[Aim of the exercise] Extract the lines from the beginning of the records up to and including the line containing "(164, 60), (343, 491)". Reproduce them verbatim.

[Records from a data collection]
◇ ◇ ◇ ◇ ◇ ◇ ◇

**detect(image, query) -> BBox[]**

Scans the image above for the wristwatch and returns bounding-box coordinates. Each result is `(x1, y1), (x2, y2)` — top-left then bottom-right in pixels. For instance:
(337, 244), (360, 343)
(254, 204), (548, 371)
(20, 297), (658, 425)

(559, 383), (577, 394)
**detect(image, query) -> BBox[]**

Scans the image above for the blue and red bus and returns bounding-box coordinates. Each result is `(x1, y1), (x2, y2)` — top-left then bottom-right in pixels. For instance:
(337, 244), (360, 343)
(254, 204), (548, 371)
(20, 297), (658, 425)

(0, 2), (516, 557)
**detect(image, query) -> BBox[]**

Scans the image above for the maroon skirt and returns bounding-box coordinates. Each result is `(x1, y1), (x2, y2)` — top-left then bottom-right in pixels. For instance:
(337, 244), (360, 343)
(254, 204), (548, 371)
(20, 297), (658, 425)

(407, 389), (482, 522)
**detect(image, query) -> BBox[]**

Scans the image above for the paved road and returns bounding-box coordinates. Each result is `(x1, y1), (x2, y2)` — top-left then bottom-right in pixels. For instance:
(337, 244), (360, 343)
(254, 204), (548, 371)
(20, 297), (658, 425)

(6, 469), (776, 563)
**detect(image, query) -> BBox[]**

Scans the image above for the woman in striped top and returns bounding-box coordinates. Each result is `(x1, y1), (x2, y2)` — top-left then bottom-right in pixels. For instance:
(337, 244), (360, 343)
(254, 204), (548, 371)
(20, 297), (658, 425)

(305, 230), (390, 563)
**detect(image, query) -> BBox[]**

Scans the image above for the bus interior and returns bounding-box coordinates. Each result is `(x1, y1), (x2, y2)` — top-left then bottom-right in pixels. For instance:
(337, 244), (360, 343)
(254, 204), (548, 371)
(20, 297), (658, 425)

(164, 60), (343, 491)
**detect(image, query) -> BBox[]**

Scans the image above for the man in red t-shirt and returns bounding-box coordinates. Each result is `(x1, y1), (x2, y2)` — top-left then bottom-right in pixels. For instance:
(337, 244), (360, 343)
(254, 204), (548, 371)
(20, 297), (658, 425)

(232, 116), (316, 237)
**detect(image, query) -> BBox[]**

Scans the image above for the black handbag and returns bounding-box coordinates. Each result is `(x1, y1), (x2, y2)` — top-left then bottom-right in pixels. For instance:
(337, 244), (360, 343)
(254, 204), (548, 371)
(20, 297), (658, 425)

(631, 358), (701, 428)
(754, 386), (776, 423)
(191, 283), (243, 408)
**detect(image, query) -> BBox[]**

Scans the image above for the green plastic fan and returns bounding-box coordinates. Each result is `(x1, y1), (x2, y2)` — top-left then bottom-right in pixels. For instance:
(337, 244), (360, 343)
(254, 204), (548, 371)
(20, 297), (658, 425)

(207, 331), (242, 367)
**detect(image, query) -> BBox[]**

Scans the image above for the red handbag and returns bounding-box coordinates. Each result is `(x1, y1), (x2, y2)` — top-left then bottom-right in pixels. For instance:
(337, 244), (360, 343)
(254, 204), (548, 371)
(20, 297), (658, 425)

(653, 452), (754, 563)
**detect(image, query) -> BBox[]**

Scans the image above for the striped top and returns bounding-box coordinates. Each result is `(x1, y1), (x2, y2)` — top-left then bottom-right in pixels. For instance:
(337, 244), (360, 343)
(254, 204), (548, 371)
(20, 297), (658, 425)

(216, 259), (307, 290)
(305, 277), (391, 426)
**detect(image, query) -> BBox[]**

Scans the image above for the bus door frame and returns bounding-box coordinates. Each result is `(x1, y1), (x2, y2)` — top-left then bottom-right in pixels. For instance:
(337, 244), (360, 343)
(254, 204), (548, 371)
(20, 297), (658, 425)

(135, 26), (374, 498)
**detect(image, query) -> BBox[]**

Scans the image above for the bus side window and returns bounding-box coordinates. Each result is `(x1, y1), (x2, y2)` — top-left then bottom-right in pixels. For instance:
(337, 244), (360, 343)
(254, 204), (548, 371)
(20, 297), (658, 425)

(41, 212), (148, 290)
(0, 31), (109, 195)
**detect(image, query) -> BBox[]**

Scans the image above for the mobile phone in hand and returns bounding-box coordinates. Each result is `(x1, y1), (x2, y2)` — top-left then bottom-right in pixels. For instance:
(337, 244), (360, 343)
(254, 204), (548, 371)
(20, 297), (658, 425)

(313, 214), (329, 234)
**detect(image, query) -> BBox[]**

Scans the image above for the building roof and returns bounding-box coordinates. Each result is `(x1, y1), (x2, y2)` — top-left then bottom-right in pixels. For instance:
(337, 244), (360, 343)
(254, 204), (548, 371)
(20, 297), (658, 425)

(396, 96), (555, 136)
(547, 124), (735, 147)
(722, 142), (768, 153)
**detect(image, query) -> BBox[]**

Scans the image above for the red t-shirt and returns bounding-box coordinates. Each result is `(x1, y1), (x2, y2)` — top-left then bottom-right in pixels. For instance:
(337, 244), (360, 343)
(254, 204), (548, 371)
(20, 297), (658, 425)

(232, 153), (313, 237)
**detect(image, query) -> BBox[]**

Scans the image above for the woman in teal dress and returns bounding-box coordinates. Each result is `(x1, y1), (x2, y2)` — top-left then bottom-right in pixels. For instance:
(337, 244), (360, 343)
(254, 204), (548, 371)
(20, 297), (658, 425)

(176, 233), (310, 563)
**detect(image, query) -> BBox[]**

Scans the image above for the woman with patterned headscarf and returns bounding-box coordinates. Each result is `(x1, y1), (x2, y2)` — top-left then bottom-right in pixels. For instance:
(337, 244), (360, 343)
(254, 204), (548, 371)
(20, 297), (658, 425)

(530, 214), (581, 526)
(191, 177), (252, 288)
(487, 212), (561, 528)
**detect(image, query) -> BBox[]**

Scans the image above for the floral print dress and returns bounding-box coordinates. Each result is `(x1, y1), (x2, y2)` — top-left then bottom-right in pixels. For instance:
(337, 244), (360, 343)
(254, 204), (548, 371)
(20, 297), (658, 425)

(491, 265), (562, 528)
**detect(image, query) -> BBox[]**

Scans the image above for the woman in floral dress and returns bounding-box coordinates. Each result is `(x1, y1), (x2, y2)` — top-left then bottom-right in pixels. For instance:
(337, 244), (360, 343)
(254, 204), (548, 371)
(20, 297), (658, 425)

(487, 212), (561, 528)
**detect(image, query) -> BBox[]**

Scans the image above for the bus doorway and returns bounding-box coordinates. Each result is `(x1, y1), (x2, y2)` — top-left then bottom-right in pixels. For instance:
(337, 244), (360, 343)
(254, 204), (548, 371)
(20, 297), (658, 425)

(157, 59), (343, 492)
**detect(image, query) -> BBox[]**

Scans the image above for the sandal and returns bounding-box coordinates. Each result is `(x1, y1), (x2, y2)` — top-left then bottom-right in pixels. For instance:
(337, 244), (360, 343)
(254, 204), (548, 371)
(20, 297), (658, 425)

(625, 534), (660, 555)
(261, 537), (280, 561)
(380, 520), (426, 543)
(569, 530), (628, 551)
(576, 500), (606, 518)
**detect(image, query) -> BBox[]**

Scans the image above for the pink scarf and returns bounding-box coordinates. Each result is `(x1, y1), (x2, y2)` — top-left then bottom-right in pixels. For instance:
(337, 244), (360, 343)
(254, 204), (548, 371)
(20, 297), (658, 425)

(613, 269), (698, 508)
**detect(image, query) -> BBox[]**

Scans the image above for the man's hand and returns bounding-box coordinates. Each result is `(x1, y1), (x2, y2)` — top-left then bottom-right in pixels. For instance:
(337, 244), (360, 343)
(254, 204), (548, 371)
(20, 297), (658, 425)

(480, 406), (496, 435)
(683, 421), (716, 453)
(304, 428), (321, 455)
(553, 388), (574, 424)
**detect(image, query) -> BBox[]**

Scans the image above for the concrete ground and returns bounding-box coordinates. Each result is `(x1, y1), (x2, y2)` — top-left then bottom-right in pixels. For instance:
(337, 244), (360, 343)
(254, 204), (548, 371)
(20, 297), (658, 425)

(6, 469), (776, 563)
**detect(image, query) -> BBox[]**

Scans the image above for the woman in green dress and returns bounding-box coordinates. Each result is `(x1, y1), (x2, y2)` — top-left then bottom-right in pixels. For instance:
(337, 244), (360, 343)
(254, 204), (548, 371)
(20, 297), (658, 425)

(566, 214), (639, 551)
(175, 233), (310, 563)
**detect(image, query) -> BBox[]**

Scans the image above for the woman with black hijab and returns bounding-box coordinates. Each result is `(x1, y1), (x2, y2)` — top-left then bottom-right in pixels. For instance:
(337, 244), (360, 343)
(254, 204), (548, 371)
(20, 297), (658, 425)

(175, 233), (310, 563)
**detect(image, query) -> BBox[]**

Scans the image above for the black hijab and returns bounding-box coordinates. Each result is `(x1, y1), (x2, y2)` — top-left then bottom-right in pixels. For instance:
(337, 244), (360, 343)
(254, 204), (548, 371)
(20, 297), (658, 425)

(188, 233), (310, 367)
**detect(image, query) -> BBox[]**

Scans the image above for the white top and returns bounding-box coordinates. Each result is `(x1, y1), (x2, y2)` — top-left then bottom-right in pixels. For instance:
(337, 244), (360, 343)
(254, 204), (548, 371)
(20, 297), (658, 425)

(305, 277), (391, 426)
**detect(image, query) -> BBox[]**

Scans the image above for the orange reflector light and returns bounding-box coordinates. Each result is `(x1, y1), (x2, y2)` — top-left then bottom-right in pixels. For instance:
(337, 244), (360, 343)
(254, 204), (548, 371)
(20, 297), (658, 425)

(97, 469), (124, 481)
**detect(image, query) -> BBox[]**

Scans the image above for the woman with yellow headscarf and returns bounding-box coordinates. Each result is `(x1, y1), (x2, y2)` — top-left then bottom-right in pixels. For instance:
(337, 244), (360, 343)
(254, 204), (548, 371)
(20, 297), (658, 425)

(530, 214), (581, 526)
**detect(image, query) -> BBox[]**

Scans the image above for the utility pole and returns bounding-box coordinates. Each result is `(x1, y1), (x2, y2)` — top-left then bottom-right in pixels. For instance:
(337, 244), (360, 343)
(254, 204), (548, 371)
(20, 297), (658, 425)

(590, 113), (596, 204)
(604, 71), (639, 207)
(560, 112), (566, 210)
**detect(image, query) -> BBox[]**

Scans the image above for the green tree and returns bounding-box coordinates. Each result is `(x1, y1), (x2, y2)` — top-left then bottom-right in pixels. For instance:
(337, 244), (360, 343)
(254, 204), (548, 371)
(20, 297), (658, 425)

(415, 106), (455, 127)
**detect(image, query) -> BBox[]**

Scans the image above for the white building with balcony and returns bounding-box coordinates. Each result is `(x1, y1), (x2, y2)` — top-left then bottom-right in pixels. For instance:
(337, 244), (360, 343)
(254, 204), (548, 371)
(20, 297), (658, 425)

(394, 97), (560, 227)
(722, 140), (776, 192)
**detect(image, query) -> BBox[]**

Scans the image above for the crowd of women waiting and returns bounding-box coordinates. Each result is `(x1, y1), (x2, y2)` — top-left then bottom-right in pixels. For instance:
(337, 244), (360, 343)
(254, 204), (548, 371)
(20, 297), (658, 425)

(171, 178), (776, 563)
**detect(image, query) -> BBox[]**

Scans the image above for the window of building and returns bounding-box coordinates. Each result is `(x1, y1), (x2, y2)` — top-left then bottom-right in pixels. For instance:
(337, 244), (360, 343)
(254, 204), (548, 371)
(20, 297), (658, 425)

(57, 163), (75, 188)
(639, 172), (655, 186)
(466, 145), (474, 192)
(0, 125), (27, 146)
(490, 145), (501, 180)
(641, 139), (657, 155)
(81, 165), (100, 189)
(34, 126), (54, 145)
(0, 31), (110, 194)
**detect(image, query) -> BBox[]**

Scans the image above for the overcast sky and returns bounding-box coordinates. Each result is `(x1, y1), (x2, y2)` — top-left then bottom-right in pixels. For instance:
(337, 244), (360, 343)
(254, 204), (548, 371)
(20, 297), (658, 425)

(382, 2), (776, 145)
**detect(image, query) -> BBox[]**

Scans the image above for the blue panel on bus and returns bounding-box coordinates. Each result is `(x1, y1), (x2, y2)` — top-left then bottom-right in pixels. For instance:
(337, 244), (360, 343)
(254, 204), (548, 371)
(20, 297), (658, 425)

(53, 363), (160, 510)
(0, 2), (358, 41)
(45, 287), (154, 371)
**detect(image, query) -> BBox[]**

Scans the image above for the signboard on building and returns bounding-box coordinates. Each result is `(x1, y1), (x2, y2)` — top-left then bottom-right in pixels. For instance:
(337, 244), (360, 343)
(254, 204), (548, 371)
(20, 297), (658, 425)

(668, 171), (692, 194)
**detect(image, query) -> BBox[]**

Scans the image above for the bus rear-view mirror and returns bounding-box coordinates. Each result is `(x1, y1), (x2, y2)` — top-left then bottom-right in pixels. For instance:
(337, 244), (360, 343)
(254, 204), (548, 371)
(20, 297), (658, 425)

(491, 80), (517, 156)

◇ ◇ ◇ ◇ ◇ ◇ ◇

[The answer]
**detect(image, query) -> BBox[]**

Scans the image above for the wristwatch and returns bounding-box coordinates. Each result is `(x1, y1), (x2, y2)` — top-left then bottom-right in pixels. For instance:
(337, 244), (360, 343)
(254, 204), (548, 371)
(20, 297), (658, 425)

(559, 383), (577, 394)
**detect(image, query) -> BBox[]**

Scans the image above for the blue and red bus and returns bounding-box coordinates. Each result is `(x1, y1), (x2, y2)` — top-left then bottom-right in pixels. For instance:
(337, 244), (360, 343)
(254, 204), (548, 371)
(20, 297), (658, 425)

(0, 2), (516, 557)
**detect(image, query) -> BBox[]**

Scans the image above for the maroon skirt and returns bounding-box coordinates. Each result is `(x1, y1), (x2, y2)` — top-left then bottom-right in pixels. For instance:
(337, 244), (360, 343)
(254, 204), (548, 371)
(20, 297), (658, 425)

(407, 389), (482, 522)
**detect(image, query) -> BBox[]**

Scans the image above for the paved road and returns bounding-box coordinates. Each result is `(x1, y1), (x2, y2)` — top-left then bottom-right in pixels. For instance:
(337, 244), (360, 343)
(254, 204), (548, 371)
(20, 297), (658, 425)

(6, 469), (776, 563)
**detect(image, query) -> BBox[]**

Scans the image above for the woman in striped top and returns bounding-box coordinates. Each result is `(x1, y1), (x2, y2)` — top-left then bottom-right in pixels. For instance:
(337, 244), (360, 343)
(254, 204), (548, 371)
(20, 297), (658, 425)

(305, 230), (390, 563)
**detect(image, query) -> BBox[]**

Scans the image above for the bus interior and returns bounding-box coordinates. Each result is `(x1, y1), (x2, y2)` — top-left then bottom-right in pixels. For instance:
(337, 244), (360, 343)
(254, 204), (548, 371)
(20, 297), (658, 425)

(164, 60), (343, 491)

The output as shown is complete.